Dataset records:
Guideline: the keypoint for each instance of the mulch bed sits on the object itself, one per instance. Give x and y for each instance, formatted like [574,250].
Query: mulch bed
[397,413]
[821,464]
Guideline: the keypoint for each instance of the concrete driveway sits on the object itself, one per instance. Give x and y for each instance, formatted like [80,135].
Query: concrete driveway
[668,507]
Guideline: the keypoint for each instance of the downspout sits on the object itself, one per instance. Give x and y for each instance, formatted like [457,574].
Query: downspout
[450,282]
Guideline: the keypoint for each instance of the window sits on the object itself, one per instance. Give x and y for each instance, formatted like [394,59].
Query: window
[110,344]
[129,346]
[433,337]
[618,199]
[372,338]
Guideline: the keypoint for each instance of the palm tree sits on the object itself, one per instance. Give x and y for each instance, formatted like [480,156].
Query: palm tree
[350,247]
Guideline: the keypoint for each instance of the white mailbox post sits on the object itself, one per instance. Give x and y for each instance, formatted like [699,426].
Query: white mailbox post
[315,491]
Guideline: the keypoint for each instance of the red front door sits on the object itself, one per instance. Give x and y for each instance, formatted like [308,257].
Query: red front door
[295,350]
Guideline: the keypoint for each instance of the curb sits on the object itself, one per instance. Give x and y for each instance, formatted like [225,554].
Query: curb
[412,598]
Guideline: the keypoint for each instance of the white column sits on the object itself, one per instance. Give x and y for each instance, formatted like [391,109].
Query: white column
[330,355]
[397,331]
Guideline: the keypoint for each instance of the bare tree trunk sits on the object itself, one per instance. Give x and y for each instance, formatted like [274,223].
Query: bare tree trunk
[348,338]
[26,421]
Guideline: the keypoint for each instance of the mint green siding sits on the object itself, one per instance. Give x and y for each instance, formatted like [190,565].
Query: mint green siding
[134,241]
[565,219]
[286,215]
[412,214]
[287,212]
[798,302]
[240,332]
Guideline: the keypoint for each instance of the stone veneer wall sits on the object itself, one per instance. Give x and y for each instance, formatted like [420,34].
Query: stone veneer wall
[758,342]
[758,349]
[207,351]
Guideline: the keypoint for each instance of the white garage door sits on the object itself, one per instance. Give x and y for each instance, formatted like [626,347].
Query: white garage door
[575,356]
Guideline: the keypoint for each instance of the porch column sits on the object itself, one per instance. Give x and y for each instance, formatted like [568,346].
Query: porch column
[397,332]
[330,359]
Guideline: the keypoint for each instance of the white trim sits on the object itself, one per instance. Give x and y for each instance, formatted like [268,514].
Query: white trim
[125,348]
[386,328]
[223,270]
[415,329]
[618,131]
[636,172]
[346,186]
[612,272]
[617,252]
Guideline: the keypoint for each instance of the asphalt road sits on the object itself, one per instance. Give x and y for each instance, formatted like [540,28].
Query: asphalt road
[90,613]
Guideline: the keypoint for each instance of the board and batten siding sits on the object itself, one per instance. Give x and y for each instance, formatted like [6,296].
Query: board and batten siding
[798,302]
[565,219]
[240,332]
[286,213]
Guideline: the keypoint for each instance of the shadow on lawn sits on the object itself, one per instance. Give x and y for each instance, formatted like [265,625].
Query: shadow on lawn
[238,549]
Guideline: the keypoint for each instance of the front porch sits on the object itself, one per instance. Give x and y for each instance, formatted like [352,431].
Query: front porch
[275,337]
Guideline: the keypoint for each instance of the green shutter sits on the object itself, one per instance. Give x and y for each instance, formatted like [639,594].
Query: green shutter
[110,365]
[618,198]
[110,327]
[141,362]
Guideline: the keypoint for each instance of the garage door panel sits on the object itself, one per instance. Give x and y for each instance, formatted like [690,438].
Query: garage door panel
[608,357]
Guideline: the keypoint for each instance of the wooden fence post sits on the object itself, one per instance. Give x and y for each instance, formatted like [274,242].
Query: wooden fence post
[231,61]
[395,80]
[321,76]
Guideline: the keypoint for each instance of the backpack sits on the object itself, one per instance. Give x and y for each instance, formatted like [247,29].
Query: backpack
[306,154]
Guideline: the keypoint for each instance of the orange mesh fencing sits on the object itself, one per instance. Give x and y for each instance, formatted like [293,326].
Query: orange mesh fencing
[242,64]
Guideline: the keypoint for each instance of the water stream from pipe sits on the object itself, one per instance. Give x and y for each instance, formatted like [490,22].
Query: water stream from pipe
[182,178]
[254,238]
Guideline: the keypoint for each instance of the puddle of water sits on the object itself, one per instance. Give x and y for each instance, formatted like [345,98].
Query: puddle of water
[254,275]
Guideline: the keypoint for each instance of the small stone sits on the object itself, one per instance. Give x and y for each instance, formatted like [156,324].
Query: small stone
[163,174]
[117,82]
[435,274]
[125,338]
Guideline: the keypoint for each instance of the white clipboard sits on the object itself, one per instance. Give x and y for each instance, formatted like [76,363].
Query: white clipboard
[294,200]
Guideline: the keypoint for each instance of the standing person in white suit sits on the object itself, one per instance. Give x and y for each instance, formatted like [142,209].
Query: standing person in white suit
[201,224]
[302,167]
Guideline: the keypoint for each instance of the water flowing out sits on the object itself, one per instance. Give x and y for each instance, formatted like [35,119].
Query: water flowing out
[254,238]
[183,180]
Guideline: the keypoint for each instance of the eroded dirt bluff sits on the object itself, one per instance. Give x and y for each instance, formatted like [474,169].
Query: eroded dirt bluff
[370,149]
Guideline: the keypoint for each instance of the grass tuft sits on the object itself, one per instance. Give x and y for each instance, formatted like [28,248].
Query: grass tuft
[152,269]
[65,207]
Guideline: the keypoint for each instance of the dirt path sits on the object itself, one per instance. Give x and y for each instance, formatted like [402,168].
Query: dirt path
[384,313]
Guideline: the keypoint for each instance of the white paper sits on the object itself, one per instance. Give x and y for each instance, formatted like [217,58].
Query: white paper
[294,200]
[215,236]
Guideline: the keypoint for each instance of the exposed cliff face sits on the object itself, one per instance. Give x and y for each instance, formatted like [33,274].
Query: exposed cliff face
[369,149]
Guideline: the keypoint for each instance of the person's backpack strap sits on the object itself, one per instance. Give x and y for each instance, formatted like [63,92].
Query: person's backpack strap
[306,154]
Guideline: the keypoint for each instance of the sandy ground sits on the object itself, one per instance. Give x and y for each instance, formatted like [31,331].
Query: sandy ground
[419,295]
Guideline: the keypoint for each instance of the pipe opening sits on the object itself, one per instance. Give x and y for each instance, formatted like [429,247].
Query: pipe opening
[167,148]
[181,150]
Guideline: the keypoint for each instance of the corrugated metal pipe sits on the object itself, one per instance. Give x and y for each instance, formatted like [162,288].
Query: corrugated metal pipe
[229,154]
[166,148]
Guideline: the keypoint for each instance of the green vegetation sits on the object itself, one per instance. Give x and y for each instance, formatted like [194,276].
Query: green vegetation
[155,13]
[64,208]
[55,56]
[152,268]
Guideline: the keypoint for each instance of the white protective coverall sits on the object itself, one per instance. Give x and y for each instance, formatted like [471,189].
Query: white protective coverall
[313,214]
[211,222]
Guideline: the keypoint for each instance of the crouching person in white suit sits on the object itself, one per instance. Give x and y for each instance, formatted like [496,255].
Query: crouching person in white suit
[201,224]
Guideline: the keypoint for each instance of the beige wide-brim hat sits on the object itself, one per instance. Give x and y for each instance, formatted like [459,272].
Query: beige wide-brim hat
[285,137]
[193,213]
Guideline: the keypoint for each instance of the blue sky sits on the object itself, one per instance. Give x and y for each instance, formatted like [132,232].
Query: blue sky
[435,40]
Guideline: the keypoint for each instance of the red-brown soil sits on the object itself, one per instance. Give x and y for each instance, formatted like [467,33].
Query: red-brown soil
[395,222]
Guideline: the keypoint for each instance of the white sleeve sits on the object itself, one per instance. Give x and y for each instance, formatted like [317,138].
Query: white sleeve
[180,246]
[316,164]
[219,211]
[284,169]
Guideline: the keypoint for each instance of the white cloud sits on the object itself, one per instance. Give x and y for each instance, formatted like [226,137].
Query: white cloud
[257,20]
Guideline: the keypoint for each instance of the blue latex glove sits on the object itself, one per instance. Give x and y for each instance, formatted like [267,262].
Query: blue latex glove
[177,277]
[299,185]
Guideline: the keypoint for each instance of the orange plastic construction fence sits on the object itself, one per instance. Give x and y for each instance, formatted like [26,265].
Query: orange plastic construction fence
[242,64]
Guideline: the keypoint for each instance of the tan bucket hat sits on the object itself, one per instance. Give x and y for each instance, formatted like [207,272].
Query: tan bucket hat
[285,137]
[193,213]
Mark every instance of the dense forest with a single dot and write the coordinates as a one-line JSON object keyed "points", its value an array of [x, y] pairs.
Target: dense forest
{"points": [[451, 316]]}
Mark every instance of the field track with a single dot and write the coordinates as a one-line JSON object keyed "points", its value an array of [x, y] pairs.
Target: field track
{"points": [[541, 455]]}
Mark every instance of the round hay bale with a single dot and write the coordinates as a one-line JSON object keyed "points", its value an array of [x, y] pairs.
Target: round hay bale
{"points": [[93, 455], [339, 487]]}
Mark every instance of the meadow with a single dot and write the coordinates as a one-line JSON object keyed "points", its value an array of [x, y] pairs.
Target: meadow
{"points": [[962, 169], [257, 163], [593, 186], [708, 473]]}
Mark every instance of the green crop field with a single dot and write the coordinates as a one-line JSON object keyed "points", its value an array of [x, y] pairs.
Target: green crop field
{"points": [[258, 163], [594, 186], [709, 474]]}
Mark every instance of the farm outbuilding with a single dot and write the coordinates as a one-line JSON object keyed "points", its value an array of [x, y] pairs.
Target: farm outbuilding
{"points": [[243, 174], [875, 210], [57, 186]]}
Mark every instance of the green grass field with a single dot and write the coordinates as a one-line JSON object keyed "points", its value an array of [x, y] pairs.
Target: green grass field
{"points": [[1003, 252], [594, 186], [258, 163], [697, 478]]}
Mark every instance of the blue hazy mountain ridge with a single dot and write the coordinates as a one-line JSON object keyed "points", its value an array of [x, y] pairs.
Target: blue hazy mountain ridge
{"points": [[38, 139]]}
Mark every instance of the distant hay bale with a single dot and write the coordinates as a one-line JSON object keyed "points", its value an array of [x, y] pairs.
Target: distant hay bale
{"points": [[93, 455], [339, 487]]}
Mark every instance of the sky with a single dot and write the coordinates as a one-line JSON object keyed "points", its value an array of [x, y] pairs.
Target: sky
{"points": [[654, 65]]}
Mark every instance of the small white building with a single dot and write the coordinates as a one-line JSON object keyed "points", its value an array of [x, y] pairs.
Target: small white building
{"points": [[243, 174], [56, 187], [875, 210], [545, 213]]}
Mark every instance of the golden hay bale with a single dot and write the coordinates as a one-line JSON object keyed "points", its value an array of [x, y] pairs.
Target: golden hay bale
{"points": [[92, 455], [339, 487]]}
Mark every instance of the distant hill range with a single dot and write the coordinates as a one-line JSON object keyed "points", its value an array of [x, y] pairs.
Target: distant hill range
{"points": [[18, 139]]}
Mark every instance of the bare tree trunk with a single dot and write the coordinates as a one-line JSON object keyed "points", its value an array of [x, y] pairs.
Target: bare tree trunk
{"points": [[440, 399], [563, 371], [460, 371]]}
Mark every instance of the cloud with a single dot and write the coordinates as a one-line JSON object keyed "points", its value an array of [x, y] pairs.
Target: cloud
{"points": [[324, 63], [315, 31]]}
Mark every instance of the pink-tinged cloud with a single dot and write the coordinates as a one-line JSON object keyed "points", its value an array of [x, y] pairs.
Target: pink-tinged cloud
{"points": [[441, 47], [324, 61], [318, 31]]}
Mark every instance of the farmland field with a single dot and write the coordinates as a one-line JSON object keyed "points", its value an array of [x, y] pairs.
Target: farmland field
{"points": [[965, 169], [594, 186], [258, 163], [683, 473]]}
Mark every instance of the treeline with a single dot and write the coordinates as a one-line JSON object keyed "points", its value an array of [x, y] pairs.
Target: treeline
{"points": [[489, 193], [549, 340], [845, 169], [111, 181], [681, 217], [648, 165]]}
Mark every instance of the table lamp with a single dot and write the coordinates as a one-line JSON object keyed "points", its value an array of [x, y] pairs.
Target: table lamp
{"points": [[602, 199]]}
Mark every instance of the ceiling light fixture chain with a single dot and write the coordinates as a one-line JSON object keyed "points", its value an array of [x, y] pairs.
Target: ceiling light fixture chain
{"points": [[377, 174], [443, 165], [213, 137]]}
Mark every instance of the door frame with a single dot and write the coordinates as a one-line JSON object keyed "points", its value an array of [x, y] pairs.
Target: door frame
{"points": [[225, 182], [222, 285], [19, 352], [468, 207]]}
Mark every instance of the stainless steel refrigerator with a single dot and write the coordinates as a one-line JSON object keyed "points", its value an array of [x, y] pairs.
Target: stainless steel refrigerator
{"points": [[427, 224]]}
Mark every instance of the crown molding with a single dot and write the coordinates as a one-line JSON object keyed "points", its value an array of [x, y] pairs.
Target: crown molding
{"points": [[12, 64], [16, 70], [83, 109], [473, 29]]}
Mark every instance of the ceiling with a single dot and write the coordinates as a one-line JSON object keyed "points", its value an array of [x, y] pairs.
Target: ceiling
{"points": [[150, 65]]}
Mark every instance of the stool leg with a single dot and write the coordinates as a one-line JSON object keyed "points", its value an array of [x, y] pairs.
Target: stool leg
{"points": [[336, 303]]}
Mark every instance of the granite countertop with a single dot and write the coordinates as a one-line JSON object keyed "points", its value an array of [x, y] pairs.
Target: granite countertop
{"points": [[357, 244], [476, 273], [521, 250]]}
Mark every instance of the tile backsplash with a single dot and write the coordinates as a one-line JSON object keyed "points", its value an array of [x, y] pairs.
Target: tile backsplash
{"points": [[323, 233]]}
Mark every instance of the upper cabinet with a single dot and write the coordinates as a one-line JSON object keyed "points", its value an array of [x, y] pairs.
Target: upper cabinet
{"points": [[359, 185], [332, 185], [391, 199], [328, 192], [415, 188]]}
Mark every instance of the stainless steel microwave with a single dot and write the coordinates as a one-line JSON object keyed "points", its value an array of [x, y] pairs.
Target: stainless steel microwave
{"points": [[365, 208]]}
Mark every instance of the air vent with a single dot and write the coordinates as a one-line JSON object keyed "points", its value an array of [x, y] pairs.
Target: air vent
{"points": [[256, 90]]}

= Your instructions =
Convert the rows starting at the line containing "Mark every instance of the air" and ending at the end of the rows into a two-column CSV with the columns input and output. Each row gets one line, with its text in input and its answer in output, each in a quoted field with line breaks replaced by spaces.

= Result =
input,output
"Mark every instance of the air vent with a single dot and write the coordinates as a one-line JSON object keyed ""points"", its value an array of [x, y] pairs. Target: air vent","{""points"": [[256, 90]]}"